**REQUIREMENT**: Convert the rows below into a Markdown table with the columns Line and Entry. Put each row's number under Line and its text under Entry, and skip blank lines.

**THE RECORDS**:
----------

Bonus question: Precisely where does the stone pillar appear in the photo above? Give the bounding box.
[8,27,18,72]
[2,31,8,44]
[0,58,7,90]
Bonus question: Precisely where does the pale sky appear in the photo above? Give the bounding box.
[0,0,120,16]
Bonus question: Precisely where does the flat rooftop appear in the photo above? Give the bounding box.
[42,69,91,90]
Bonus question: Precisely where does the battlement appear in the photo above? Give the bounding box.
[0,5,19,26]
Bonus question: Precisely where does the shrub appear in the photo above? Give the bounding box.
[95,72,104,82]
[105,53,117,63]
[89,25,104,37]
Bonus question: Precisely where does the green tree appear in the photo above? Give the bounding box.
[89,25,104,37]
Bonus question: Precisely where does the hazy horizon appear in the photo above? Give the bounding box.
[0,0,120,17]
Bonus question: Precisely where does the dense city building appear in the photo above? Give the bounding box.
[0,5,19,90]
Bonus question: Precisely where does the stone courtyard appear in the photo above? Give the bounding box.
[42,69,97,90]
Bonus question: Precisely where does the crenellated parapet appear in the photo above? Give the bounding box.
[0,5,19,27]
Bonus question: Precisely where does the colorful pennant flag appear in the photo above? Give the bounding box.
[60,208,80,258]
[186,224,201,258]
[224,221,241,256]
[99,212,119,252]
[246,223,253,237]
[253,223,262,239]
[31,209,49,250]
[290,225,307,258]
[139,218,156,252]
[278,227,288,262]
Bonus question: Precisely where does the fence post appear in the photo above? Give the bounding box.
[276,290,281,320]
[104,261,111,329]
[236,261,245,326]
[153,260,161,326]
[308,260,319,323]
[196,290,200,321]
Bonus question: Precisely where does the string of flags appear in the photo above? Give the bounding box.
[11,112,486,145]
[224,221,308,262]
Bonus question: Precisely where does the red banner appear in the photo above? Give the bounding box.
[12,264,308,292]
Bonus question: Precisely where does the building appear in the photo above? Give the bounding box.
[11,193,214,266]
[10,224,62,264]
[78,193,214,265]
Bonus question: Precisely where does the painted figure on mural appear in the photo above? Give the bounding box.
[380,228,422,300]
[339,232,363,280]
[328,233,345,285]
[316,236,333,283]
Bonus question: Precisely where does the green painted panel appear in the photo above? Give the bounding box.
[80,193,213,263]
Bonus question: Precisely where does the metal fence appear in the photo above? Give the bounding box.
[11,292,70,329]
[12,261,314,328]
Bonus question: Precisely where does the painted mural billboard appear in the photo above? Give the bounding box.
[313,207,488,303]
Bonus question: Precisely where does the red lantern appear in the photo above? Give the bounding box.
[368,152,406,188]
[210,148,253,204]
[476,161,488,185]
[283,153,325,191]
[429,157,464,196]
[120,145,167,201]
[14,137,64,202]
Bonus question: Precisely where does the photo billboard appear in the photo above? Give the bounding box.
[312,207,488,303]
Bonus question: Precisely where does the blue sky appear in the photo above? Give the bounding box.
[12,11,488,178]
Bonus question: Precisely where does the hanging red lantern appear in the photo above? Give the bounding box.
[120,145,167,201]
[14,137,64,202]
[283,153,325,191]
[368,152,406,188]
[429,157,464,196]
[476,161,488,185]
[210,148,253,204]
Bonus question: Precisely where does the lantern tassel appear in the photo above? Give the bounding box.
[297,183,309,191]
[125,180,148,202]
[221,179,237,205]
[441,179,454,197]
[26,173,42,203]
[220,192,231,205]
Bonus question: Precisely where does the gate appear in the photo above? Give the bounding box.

----------

**RESPONSE TO THIS EXERCISE**:
| Line | Entry |
|---|---|
| 1 | Bonus question: Precisely where does the stone pillar appear in the photo above? Give the bounding box. |
| 2 | [8,27,18,72] |
| 3 | [2,31,8,44] |
| 4 | [0,58,7,90] |
| 5 | Bonus question: Precisely where does the pale sky appear in the photo above? Give the bounding box. |
| 6 | [0,0,120,16] |
| 7 | Bonus question: Precisely where does the flat rooftop appear in the photo above? Give the bounding box. |
| 8 | [42,69,91,90] |
| 9 | Bonus question: Precisely where does the battlement appear in the photo above? Give the bounding box. |
| 10 | [0,5,19,26] |
| 11 | Bonus question: Precisely where does the shrub appear in the photo above? Give the bounding box. |
| 12 | [95,72,104,82] |
| 13 | [105,53,117,63] |
| 14 | [89,25,104,37] |
| 15 | Bonus question: Precisely where does the green tree appear in the photo above? Give the bounding box. |
| 16 | [89,25,104,37] |
| 17 | Bonus question: Precisely where does the hazy horizon appear in the photo above? Give the bounding box. |
| 18 | [0,0,120,17] |
| 19 | Bonus question: Precisely where does the dense city building appear in the photo above? Give the bounding box. |
| 20 | [0,5,19,90] |
| 21 | Bonus question: Precisely where does the stone courtyard appear in the photo above? Give the bounding box. |
| 22 | [42,69,97,90] |
| 23 | Bonus question: Precisely where does the crenellated parapet appear in the photo above? Give the bounding box. |
| 24 | [0,5,19,27] |
| 25 | Bonus question: Precisely where does the colorful pennant flag appear in the photo above? Give the bounding box. |
| 26 | [60,208,80,258] |
| 27 | [186,224,201,258] |
| 28 | [224,221,241,256] |
| 29 | [99,212,119,252] |
| 30 | [246,223,253,237] |
| 31 | [253,223,262,239] |
| 32 | [31,209,49,250] |
| 33 | [290,225,307,258] |
| 34 | [139,218,156,252] |
| 35 | [278,227,288,262] |
| 36 | Bonus question: Precisely where does the fence post appear in the photo above? Give the bounding box. |
| 37 | [276,290,281,320] |
| 38 | [104,261,111,329] |
| 39 | [236,261,245,326] |
| 40 | [153,260,161,326] |
| 41 | [308,260,319,323] |
| 42 | [196,290,200,321] |
| 43 | Bonus question: Precisely where does the string of flags appear in the photo above? Give the bounding box. |
| 44 | [11,112,486,145] |
| 45 | [224,221,308,262] |
| 46 | Bonus question: Precisely where does the red banner appear in the photo above? Give the bounding box. |
| 47 | [12,264,308,292] |
| 48 | Bonus question: Precisely where does the building appear in the photo above? Give the bounding box. |
| 49 | [11,193,214,266] |
| 50 | [10,224,62,264] |
| 51 | [78,193,214,265] |
| 52 | Bonus question: Precisely where does the painted figure on mural appear in the photo above? Give the bounding box. |
| 53 | [380,228,422,300] |
| 54 | [339,232,363,280] |
| 55 | [328,233,345,285] |
| 56 | [316,236,333,283] |
| 57 | Bonus question: Precisely where does the green painted panel appear in the photo above? Give the bounding box. |
| 58 | [80,193,213,263] |
| 59 | Bonus question: Precisely where does the metal fence appear in the photo above? Give the bounding box. |
| 60 | [11,292,70,329] |
| 61 | [12,261,314,328] |
| 62 | Bonus question: Precisely where does the painted mural billboard appear in the photo above? Give the bounding box. |
| 63 | [313,207,488,303] |
| 64 | Bonus question: Precisely where does the red lantern appear in the photo above? Give the bounding box. |
| 65 | [368,152,406,188] |
| 66 | [210,148,253,204] |
| 67 | [476,161,488,185] |
| 68 | [283,153,325,191] |
| 69 | [429,157,464,196] |
| 70 | [120,145,167,201] |
| 71 | [14,137,64,202] |
| 72 | Bonus question: Precisely where does the photo billboard appear in the photo above? Give the bounding box. |
| 73 | [312,207,488,303] |
| 74 | Bonus question: Precisely where does the blue sky appear in the photo above? Give the bounding box. |
| 75 | [12,11,488,178] |
| 76 | Bonus question: Precisely where does the hanging red lantern appear in the photo above? Give the bounding box. |
| 77 | [120,145,167,201] |
| 78 | [14,137,64,202] |
| 79 | [283,153,325,191] |
| 80 | [368,152,406,188] |
| 81 | [429,157,464,196] |
| 82 | [476,161,488,185] |
| 83 | [210,148,253,204] |
| 84 | Bonus question: Precisely where does the lantern tassel appear in the photo above? Give the bounding box. |
| 85 | [297,183,309,191] |
| 86 | [125,180,148,202] |
| 87 | [221,179,237,205] |
| 88 | [441,179,454,197] |
| 89 | [26,173,42,203] |
| 90 | [220,192,231,205] |
| 91 | Bonus question: Precisely where does the gate appear in the photo above? Give the bounding box. |